● THE PROBLEM: Please copy the data below line for line, with no changes.

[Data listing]
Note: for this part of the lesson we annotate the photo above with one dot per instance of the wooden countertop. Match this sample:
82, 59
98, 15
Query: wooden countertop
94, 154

● ANSWER TO THE TASK:
Note: for this part of the lesson we annotate the photo above with one dot per instance of the wooden countertop. Match this sample:
82, 59
98, 15
Query: wooden countertop
94, 154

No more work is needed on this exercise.